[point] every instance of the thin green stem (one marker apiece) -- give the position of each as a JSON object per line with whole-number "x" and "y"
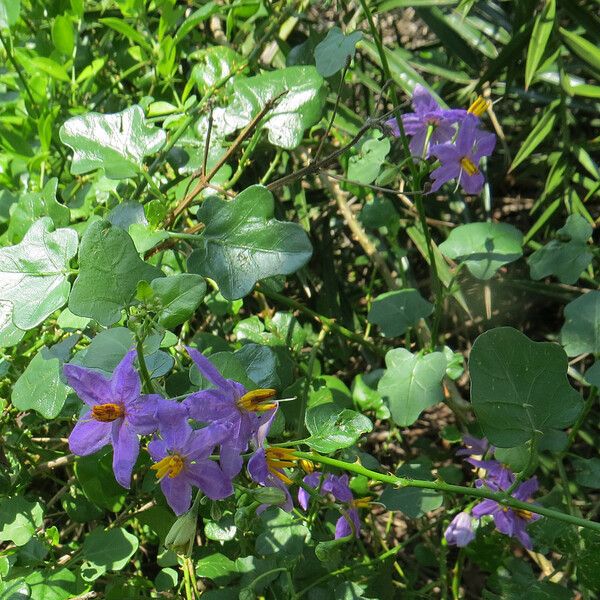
{"x": 442, "y": 486}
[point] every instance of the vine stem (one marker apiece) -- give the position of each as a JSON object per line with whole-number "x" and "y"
{"x": 441, "y": 486}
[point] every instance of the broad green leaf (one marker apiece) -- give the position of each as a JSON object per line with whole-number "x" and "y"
{"x": 332, "y": 54}
{"x": 412, "y": 383}
{"x": 581, "y": 331}
{"x": 109, "y": 549}
{"x": 281, "y": 534}
{"x": 300, "y": 106}
{"x": 397, "y": 311}
{"x": 585, "y": 49}
{"x": 567, "y": 256}
{"x": 243, "y": 243}
{"x": 33, "y": 274}
{"x": 536, "y": 136}
{"x": 413, "y": 502}
{"x": 115, "y": 142}
{"x": 109, "y": 271}
{"x": 9, "y": 12}
{"x": 519, "y": 388}
{"x": 33, "y": 205}
{"x": 19, "y": 519}
{"x": 331, "y": 429}
{"x": 364, "y": 166}
{"x": 40, "y": 387}
{"x": 542, "y": 28}
{"x": 179, "y": 296}
{"x": 484, "y": 247}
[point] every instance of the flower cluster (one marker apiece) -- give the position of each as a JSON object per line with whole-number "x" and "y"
{"x": 230, "y": 419}
{"x": 497, "y": 478}
{"x": 452, "y": 136}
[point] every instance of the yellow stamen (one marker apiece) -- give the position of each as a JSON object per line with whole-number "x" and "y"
{"x": 170, "y": 465}
{"x": 254, "y": 401}
{"x": 468, "y": 166}
{"x": 107, "y": 412}
{"x": 479, "y": 106}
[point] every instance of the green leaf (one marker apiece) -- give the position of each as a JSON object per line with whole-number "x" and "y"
{"x": 484, "y": 247}
{"x": 115, "y": 142}
{"x": 332, "y": 429}
{"x": 413, "y": 502}
{"x": 364, "y": 167}
{"x": 519, "y": 388}
{"x": 9, "y": 12}
{"x": 412, "y": 383}
{"x": 586, "y": 50}
{"x": 40, "y": 387}
{"x": 299, "y": 108}
{"x": 332, "y": 54}
{"x": 536, "y": 136}
{"x": 19, "y": 519}
{"x": 180, "y": 295}
{"x": 109, "y": 271}
{"x": 32, "y": 206}
{"x": 281, "y": 534}
{"x": 567, "y": 256}
{"x": 242, "y": 243}
{"x": 395, "y": 312}
{"x": 542, "y": 28}
{"x": 581, "y": 331}
{"x": 33, "y": 274}
{"x": 110, "y": 549}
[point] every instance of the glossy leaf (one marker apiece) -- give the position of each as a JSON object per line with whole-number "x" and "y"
{"x": 109, "y": 271}
{"x": 242, "y": 242}
{"x": 115, "y": 142}
{"x": 395, "y": 312}
{"x": 412, "y": 383}
{"x": 484, "y": 247}
{"x": 33, "y": 274}
{"x": 581, "y": 333}
{"x": 519, "y": 388}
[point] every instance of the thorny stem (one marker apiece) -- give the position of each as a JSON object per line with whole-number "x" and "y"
{"x": 441, "y": 486}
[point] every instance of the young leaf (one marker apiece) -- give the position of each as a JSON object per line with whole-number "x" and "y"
{"x": 33, "y": 274}
{"x": 115, "y": 142}
{"x": 542, "y": 29}
{"x": 242, "y": 243}
{"x": 332, "y": 54}
{"x": 412, "y": 383}
{"x": 484, "y": 247}
{"x": 519, "y": 388}
{"x": 109, "y": 271}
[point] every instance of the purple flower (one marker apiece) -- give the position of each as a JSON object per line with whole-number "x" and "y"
{"x": 460, "y": 531}
{"x": 336, "y": 485}
{"x": 229, "y": 402}
{"x": 118, "y": 414}
{"x": 428, "y": 114}
{"x": 182, "y": 458}
{"x": 460, "y": 160}
{"x": 511, "y": 521}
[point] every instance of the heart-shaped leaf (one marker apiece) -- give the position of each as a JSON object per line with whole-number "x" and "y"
{"x": 412, "y": 383}
{"x": 519, "y": 388}
{"x": 109, "y": 271}
{"x": 33, "y": 274}
{"x": 484, "y": 247}
{"x": 115, "y": 142}
{"x": 242, "y": 243}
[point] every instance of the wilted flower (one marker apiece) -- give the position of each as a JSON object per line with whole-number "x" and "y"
{"x": 118, "y": 414}
{"x": 460, "y": 531}
{"x": 511, "y": 521}
{"x": 182, "y": 458}
{"x": 460, "y": 160}
{"x": 230, "y": 402}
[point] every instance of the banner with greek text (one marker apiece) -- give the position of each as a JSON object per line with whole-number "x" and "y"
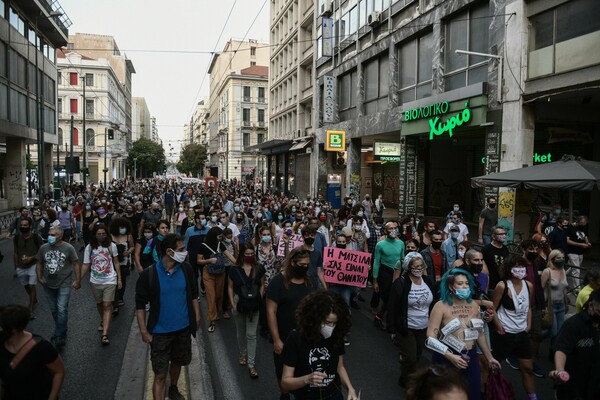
{"x": 346, "y": 267}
○ ○ ○ ○ ○ ○ ○
## Problem details
Write out the entries above verbatim; the pictures do not belong in your copy.

## The result
[point] every instance of the thin green stem (one marker apiece) -- give the position of each as a JSON object per line with whole-number "x" and "y"
{"x": 442, "y": 486}
[point] every instance of the vine stem (one marker apiece) -- give the position of each as a JSON object per line with whole-number "x" and "y"
{"x": 441, "y": 486}
[point] every instance of the broad green leaf (one marker apiece) -- give the position of each as a JSON object per line with whole-number "x" and "y"
{"x": 332, "y": 54}
{"x": 412, "y": 383}
{"x": 581, "y": 331}
{"x": 109, "y": 549}
{"x": 281, "y": 534}
{"x": 300, "y": 106}
{"x": 397, "y": 311}
{"x": 585, "y": 49}
{"x": 567, "y": 256}
{"x": 243, "y": 243}
{"x": 33, "y": 274}
{"x": 536, "y": 136}
{"x": 413, "y": 502}
{"x": 115, "y": 142}
{"x": 109, "y": 271}
{"x": 9, "y": 12}
{"x": 519, "y": 388}
{"x": 33, "y": 205}
{"x": 19, "y": 519}
{"x": 331, "y": 429}
{"x": 364, "y": 166}
{"x": 40, "y": 387}
{"x": 542, "y": 28}
{"x": 179, "y": 296}
{"x": 484, "y": 247}
[point] every instance of the flower cluster (one marker apiece) -- give the position of each as a JSON object per line with whole-number "x" and "y"
{"x": 230, "y": 419}
{"x": 497, "y": 478}
{"x": 452, "y": 136}
[point] every instance of the yellow stamen (one marker apiece) -- give the position of each as a JSON object per line with whole-number "x" and "y"
{"x": 170, "y": 465}
{"x": 254, "y": 401}
{"x": 468, "y": 166}
{"x": 107, "y": 412}
{"x": 479, "y": 106}
[point] every instance of the green leaf (one marker apiece) -- give the position of each as a JSON object per line with whole-number "x" and "y"
{"x": 484, "y": 247}
{"x": 115, "y": 142}
{"x": 332, "y": 429}
{"x": 413, "y": 502}
{"x": 364, "y": 167}
{"x": 519, "y": 388}
{"x": 9, "y": 12}
{"x": 412, "y": 383}
{"x": 586, "y": 50}
{"x": 40, "y": 387}
{"x": 299, "y": 108}
{"x": 332, "y": 54}
{"x": 536, "y": 136}
{"x": 19, "y": 519}
{"x": 180, "y": 295}
{"x": 109, "y": 271}
{"x": 32, "y": 206}
{"x": 281, "y": 534}
{"x": 567, "y": 256}
{"x": 242, "y": 243}
{"x": 395, "y": 312}
{"x": 542, "y": 28}
{"x": 581, "y": 331}
{"x": 33, "y": 274}
{"x": 110, "y": 549}
[point] every instance of the glossy leaf (one marker apiece) -- give the position of each as a JSON object per line with whole-number "x" and "y"
{"x": 109, "y": 271}
{"x": 242, "y": 242}
{"x": 115, "y": 142}
{"x": 395, "y": 312}
{"x": 412, "y": 383}
{"x": 484, "y": 247}
{"x": 33, "y": 274}
{"x": 581, "y": 333}
{"x": 519, "y": 388}
[point] every instance of the thorny stem (one marker apiece) -- give the position of each as a JSON object per line with whole-number "x" and "y"
{"x": 441, "y": 486}
[point] every instance of the young leaf (one marker apiece) -- give the position of each as a JSON object per line with whole-number "x" and "y"
{"x": 33, "y": 274}
{"x": 115, "y": 142}
{"x": 542, "y": 29}
{"x": 242, "y": 243}
{"x": 332, "y": 54}
{"x": 412, "y": 383}
{"x": 484, "y": 247}
{"x": 519, "y": 388}
{"x": 109, "y": 271}
[point] every instance of the purple flower (one marker apiece) -- give the position of each as a JSON object per line with whole-number "x" and "y"
{"x": 460, "y": 531}
{"x": 336, "y": 485}
{"x": 229, "y": 402}
{"x": 118, "y": 414}
{"x": 428, "y": 114}
{"x": 182, "y": 458}
{"x": 460, "y": 160}
{"x": 511, "y": 521}
[point] every instance of the heart-shaped leaf (one marker apiece) -- give the position of each as a JSON object per line with whole-number "x" and "y"
{"x": 412, "y": 383}
{"x": 519, "y": 388}
{"x": 109, "y": 271}
{"x": 33, "y": 274}
{"x": 484, "y": 247}
{"x": 115, "y": 142}
{"x": 242, "y": 243}
[point] every instance of the wilted flower (one marker apiece) -- give the position of each as a JSON object per line with whole-number "x" and "y"
{"x": 118, "y": 414}
{"x": 460, "y": 531}
{"x": 511, "y": 521}
{"x": 182, "y": 458}
{"x": 460, "y": 160}
{"x": 230, "y": 402}
[point] every instance of the banner with greek text (one marker apiece) -- give the position of each as a JSON object per line with whole-number "x" and "y"
{"x": 346, "y": 267}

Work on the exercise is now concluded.